## Brief
Rewrite the lines of the listing that begin with the line containing "Target: dirt ground" and end after the line containing "x=135, y=44", changing every "Wanted" to "Required" and leaving everything else unchanged.

## Material supplied
§ §

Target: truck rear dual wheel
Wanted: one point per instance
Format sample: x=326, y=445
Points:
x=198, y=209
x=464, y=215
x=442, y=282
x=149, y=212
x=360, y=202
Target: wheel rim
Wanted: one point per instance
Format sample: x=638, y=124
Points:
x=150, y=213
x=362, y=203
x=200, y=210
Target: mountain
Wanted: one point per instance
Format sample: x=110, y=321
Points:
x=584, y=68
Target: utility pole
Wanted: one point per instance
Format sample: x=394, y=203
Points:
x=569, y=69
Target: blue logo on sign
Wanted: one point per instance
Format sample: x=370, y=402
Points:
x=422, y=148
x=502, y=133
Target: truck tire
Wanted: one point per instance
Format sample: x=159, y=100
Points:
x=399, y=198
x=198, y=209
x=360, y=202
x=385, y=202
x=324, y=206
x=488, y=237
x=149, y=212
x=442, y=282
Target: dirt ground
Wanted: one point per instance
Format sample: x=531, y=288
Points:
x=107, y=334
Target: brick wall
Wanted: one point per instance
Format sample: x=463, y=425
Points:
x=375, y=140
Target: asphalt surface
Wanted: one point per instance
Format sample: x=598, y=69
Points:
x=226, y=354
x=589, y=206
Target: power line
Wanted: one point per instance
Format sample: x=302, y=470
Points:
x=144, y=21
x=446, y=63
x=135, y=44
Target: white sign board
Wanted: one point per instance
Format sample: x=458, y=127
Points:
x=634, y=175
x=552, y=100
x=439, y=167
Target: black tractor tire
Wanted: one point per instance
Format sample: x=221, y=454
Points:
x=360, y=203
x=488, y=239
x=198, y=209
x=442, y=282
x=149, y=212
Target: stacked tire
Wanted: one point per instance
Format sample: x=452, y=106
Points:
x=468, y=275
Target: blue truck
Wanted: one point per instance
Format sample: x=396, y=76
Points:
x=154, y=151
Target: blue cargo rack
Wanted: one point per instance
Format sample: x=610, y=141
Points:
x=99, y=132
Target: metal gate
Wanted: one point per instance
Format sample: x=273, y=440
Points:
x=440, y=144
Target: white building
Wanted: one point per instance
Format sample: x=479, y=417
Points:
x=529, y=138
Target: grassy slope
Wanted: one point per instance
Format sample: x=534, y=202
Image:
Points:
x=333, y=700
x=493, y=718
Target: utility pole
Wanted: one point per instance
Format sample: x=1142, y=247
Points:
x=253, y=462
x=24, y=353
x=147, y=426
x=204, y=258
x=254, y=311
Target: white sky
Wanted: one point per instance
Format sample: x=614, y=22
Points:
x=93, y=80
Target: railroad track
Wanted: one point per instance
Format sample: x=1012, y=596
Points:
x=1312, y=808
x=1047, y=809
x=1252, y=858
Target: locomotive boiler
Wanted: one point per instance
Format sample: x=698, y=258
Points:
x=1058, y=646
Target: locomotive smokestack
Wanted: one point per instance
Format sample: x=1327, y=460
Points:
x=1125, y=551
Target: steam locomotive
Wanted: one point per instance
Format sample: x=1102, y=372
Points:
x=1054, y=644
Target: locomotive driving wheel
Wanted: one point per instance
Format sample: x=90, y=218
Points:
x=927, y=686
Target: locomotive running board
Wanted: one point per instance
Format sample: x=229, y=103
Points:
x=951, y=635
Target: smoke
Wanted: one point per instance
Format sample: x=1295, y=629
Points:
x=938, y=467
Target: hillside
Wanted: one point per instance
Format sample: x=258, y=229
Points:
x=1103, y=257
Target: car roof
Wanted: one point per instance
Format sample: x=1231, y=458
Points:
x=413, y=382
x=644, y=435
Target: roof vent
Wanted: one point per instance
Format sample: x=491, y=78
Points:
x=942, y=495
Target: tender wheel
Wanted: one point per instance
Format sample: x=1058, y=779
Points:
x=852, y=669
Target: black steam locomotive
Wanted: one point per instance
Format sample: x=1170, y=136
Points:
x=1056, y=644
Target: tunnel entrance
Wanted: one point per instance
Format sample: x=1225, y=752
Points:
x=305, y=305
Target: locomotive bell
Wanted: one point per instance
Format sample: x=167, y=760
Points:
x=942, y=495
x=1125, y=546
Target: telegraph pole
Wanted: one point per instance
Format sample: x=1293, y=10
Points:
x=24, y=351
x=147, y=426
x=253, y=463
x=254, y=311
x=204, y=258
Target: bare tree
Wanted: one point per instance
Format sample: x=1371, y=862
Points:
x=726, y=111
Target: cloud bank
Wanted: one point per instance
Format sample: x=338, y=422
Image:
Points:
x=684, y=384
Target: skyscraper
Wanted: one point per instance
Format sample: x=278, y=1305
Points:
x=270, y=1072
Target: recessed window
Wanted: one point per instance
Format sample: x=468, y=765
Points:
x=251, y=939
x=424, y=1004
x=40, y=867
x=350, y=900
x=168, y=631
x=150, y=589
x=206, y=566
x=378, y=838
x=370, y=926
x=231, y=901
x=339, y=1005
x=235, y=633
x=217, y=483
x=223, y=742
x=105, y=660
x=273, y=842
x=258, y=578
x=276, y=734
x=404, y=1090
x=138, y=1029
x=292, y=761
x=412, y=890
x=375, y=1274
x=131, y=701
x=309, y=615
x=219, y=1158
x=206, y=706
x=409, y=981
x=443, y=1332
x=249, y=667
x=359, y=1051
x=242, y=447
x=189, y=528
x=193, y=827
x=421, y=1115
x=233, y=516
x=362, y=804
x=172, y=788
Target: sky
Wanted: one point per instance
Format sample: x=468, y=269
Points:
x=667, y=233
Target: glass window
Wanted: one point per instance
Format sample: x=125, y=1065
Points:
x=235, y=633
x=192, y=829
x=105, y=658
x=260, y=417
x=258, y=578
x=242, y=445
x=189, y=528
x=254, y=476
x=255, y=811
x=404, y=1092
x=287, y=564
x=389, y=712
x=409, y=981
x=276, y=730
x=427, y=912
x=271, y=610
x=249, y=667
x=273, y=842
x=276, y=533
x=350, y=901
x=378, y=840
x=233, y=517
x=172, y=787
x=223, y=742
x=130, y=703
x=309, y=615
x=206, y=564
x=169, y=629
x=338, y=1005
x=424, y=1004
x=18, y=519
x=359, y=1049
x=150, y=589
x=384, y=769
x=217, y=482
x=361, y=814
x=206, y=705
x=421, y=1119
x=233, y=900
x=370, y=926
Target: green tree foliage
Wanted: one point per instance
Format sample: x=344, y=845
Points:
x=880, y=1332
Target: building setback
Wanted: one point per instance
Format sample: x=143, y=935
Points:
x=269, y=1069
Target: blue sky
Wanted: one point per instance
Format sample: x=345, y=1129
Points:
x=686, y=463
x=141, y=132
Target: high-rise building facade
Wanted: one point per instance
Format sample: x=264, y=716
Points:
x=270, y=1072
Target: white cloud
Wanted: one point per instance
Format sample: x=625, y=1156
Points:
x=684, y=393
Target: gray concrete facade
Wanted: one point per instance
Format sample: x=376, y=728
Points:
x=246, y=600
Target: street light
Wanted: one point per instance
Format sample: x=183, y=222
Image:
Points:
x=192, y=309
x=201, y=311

§ §

## Task solution
Target: dirt ground
Required: one point per instance
Format sample: x=531, y=288
Points:
x=107, y=334
Target: brick wall
Required: one point per instance
Format sample: x=463, y=425
Points:
x=375, y=140
Target: asphalt surface
Required: one point per instance
Format sample: x=598, y=69
Points:
x=226, y=354
x=589, y=206
Target: power line
Required: one point per instance
Format sample: x=302, y=470
Points:
x=144, y=21
x=446, y=63
x=135, y=44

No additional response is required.